WORK TO COMPLETE —
Go through all the rows below, swap "Isolate" for "Find" wherever it occurs, and keep every other word and number the same.

Saved entries —

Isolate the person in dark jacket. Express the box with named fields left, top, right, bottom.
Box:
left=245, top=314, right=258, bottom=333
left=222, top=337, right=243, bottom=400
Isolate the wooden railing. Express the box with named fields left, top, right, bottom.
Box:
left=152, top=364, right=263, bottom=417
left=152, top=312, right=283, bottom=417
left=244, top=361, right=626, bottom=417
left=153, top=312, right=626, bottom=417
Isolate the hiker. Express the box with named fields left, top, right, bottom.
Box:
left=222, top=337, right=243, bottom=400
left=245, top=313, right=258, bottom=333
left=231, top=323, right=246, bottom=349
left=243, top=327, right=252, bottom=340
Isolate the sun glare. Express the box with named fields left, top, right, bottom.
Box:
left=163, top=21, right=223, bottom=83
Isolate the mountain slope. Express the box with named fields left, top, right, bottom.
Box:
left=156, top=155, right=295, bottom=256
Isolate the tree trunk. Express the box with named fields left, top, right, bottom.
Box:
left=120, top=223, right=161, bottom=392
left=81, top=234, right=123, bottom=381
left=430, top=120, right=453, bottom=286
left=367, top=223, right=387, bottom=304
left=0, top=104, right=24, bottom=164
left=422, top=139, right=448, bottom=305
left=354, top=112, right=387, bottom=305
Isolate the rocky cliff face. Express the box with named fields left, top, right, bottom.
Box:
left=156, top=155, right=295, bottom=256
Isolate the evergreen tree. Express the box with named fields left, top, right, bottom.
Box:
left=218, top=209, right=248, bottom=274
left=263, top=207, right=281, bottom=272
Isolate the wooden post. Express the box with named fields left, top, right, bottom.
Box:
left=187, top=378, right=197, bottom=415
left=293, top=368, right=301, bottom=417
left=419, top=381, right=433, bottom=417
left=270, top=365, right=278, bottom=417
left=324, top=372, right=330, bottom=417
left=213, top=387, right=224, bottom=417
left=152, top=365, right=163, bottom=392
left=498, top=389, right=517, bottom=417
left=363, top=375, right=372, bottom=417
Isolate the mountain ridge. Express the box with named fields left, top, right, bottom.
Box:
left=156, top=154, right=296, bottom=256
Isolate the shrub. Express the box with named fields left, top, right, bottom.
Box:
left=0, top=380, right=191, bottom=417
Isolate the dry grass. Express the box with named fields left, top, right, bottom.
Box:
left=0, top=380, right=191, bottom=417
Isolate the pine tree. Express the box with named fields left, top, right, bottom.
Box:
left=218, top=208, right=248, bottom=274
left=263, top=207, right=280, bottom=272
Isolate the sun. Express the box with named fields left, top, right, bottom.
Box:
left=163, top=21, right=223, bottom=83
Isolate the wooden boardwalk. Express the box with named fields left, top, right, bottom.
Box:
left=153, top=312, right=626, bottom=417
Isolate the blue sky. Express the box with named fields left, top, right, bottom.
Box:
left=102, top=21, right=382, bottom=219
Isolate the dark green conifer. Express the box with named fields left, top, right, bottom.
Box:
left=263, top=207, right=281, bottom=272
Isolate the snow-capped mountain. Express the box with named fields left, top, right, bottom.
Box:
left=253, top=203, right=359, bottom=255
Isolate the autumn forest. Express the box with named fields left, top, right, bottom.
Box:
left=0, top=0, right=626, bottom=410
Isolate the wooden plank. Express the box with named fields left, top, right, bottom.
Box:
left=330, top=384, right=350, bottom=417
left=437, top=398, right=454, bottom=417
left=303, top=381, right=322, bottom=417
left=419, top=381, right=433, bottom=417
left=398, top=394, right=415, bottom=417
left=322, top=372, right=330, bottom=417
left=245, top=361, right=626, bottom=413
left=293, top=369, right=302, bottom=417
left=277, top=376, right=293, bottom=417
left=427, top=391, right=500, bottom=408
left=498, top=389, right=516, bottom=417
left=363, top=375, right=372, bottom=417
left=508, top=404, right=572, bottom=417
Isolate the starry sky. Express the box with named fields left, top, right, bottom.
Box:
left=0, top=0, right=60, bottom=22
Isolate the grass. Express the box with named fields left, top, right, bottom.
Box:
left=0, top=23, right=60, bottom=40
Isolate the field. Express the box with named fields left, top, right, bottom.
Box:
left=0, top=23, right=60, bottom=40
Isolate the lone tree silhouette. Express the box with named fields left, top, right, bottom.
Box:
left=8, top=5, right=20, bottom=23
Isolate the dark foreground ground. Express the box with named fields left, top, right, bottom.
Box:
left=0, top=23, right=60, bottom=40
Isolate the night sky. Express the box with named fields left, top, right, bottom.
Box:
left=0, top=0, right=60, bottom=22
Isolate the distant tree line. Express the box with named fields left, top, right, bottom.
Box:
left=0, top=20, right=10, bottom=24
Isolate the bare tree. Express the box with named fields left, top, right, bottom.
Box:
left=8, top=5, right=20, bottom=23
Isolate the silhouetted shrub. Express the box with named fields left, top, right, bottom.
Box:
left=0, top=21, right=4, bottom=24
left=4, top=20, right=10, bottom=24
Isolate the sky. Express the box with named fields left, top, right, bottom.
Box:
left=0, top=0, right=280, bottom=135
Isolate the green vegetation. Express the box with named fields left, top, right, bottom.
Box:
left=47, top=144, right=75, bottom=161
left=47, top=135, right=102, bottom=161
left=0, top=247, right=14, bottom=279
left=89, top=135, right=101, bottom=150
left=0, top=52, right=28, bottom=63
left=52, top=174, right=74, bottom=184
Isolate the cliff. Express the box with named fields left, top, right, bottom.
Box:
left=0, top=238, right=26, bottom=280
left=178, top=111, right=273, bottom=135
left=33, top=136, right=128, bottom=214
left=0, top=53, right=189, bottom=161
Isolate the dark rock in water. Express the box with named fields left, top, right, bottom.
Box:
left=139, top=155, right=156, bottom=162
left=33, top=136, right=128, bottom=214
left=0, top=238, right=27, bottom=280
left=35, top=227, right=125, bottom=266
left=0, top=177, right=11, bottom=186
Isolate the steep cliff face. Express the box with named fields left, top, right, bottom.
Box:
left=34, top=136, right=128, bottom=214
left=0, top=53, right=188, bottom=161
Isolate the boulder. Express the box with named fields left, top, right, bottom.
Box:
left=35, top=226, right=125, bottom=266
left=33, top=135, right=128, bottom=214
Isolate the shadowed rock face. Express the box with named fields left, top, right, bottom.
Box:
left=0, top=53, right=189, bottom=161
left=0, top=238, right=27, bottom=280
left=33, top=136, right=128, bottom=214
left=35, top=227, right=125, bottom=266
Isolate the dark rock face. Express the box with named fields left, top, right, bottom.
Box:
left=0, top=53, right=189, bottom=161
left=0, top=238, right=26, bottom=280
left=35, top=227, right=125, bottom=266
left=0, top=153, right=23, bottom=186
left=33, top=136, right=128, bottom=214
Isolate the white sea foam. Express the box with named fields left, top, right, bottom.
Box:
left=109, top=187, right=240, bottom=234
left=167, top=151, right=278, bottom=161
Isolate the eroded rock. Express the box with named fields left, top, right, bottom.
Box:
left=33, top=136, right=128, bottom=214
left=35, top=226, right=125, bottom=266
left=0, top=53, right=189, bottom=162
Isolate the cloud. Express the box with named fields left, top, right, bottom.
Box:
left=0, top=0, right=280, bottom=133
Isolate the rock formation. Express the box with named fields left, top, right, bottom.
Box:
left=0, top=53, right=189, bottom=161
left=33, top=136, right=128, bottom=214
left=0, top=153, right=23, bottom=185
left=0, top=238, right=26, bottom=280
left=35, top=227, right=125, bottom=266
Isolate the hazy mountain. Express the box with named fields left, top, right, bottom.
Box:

FINISHED ANSWER —
Find the person in dark jacket. Express the box with named fields left, top, right, bottom.
Box:
left=245, top=314, right=258, bottom=333
left=222, top=337, right=243, bottom=400
Find the wooden railing. Express the box with named fields left, top, right, bottom.
Box:
left=152, top=364, right=263, bottom=417
left=152, top=312, right=283, bottom=417
left=244, top=361, right=626, bottom=417
left=153, top=312, right=626, bottom=417
Find the hiker. Express the box with named fields left, top, right, bottom.
Box:
left=222, top=337, right=243, bottom=400
left=245, top=313, right=258, bottom=333
left=231, top=323, right=246, bottom=349
left=243, top=327, right=252, bottom=340
Find the sun glare. Express the box with named fields left, top, right, bottom.
Box:
left=163, top=21, right=223, bottom=83
Find the mountain slope. Express the box with named fields left, top, right, bottom.
Box:
left=156, top=155, right=295, bottom=256
Find the tree trunk. Express the box with named fields left, top, right, bottom.
Box:
left=120, top=223, right=161, bottom=392
left=81, top=234, right=123, bottom=381
left=430, top=120, right=453, bottom=286
left=367, top=223, right=387, bottom=304
left=0, top=104, right=24, bottom=164
left=422, top=139, right=448, bottom=305
left=354, top=112, right=387, bottom=305
Find the rocky cliff face. Express the box with named fields left, top, right, bottom.
Box:
left=156, top=155, right=295, bottom=256
Find the evergreen tree. Express the box with named fields left, top, right, bottom.
Box:
left=218, top=209, right=248, bottom=274
left=263, top=207, right=281, bottom=272
Find the wooden post. Express the box with named fields left, top, right, bottom.
Box:
left=187, top=378, right=197, bottom=415
left=293, top=368, right=301, bottom=417
left=419, top=381, right=433, bottom=417
left=270, top=365, right=278, bottom=417
left=324, top=372, right=330, bottom=417
left=213, top=387, right=224, bottom=417
left=152, top=365, right=163, bottom=392
left=498, top=389, right=517, bottom=417
left=363, top=375, right=372, bottom=417
Find the mountain ridge. Express the box with named fields left, top, right, bottom.
Box:
left=156, top=154, right=296, bottom=256
Find the shrub. Express the box with named fields left, top, right, bottom.
Box:
left=0, top=380, right=191, bottom=417
Find the dry grass. Express the box with named fields left, top, right, bottom.
Box:
left=0, top=380, right=191, bottom=417
Find the pine tree. Express the box with named fields left, top, right, bottom.
Box:
left=218, top=208, right=248, bottom=274
left=263, top=207, right=280, bottom=272
Find the sun. Express the box with named fields left, top, right, bottom.
Box:
left=163, top=21, right=223, bottom=83
Find the wooden boardwalk. Express the box with named fields left, top, right, bottom.
Box:
left=153, top=312, right=626, bottom=417
Find the blue sky. Express the box with named fields left, top, right, bottom.
Box:
left=102, top=21, right=382, bottom=219
Find the dark green conifer. Express the box with named fields left, top, right, bottom.
Box:
left=263, top=207, right=281, bottom=272
Find the snow-capped mountain. Express the box with named fields left, top, right, bottom.
Box:
left=253, top=203, right=359, bottom=255
Find the autumn forest. Express the box with named fields left, top, right, bottom.
Box:
left=0, top=0, right=626, bottom=410
Find the wooden plank. Express the box with named fields left, top, right, bottom.
Box:
left=330, top=384, right=350, bottom=417
left=437, top=398, right=454, bottom=417
left=303, top=381, right=322, bottom=417
left=419, top=381, right=433, bottom=417
left=398, top=394, right=415, bottom=417
left=322, top=372, right=330, bottom=417
left=245, top=361, right=626, bottom=413
left=293, top=369, right=302, bottom=417
left=277, top=376, right=293, bottom=417
left=427, top=391, right=500, bottom=408
left=498, top=389, right=516, bottom=417
left=363, top=375, right=372, bottom=417
left=508, top=404, right=572, bottom=417
Find the starry sky. Express the box with named fields left, top, right, bottom.
Box:
left=0, top=0, right=60, bottom=22
Find the grass. Express the box with named fields left, top, right, bottom.
Box:
left=0, top=23, right=60, bottom=40
Find the field. Express the box with named fields left, top, right, bottom.
Box:
left=0, top=23, right=60, bottom=40
Find the lone tree silhouette. Express the box with named fields left, top, right, bottom.
Box:
left=8, top=5, right=20, bottom=23
Find the dark foreground ground. Express the box with named fields left, top, right, bottom.
Box:
left=0, top=23, right=60, bottom=40
Find the night sky. Express the box with named fields left, top, right, bottom.
Box:
left=0, top=0, right=60, bottom=22
Find the distant tree line. Express the box with named fields left, top, right, bottom.
Box:
left=0, top=20, right=10, bottom=24
Find the bare tree. Express the box with named fields left, top, right, bottom.
Box:
left=8, top=5, right=20, bottom=23
Find the silhouetted shrub. Express the box with named fields left, top, right, bottom.
Box:
left=0, top=21, right=4, bottom=24
left=4, top=20, right=10, bottom=24
Find the sky. Express the box with named fields left, top, right, bottom.
Box:
left=0, top=0, right=280, bottom=135
Find the green vegetation. Express the box with named fields left, top, right, bottom.
Box:
left=47, top=144, right=75, bottom=161
left=47, top=135, right=102, bottom=161
left=0, top=247, right=14, bottom=279
left=89, top=135, right=101, bottom=150
left=0, top=52, right=28, bottom=63
left=52, top=174, right=74, bottom=184
Find the cliff. Express the box with named fields left, top, right, bottom.
Box:
left=0, top=238, right=26, bottom=280
left=178, top=111, right=273, bottom=135
left=33, top=136, right=128, bottom=214
left=0, top=53, right=189, bottom=161
Find the dark rock in water. Express the box with named fields left, top, right, bottom.
Box:
left=139, top=155, right=156, bottom=162
left=33, top=136, right=128, bottom=214
left=0, top=238, right=27, bottom=280
left=35, top=227, right=125, bottom=266
left=0, top=177, right=11, bottom=186
Find the steep cliff face. Express the box with named fields left, top, right, bottom.
Box:
left=34, top=136, right=128, bottom=214
left=0, top=53, right=188, bottom=161
Find the boulder. Express the box with named fields left, top, right, bottom.
Box:
left=35, top=226, right=125, bottom=266
left=33, top=135, right=128, bottom=214
Find the shadowed rock face. Express the box with named fields left, top, right, bottom.
Box:
left=0, top=53, right=189, bottom=161
left=0, top=238, right=27, bottom=280
left=33, top=136, right=128, bottom=214
left=35, top=227, right=125, bottom=266
Find the dark rock face. Express the box with named fields left, top, right, bottom.
Box:
left=0, top=53, right=189, bottom=161
left=0, top=238, right=26, bottom=280
left=35, top=227, right=125, bottom=266
left=0, top=153, right=23, bottom=186
left=33, top=136, right=128, bottom=214
Find the white sea foam. Express the box with named fields left, top, right, bottom.
Box:
left=109, top=187, right=240, bottom=234
left=167, top=151, right=278, bottom=161
Find the eroded rock. Express the box with named fields left, top, right, bottom.
Box:
left=33, top=136, right=128, bottom=214
left=35, top=226, right=125, bottom=266
left=0, top=53, right=189, bottom=162
Find the cloud. Express the box with named fields left, top, right, bottom.
Box:
left=0, top=0, right=280, bottom=133
Find the rock formation. Express the box with named fields left, top, right, bottom.
Box:
left=0, top=53, right=189, bottom=161
left=33, top=136, right=128, bottom=214
left=0, top=153, right=23, bottom=185
left=0, top=238, right=26, bottom=280
left=35, top=227, right=125, bottom=266
Find the hazy mountain. Express the box with named fields left, top, right, bottom.
Box:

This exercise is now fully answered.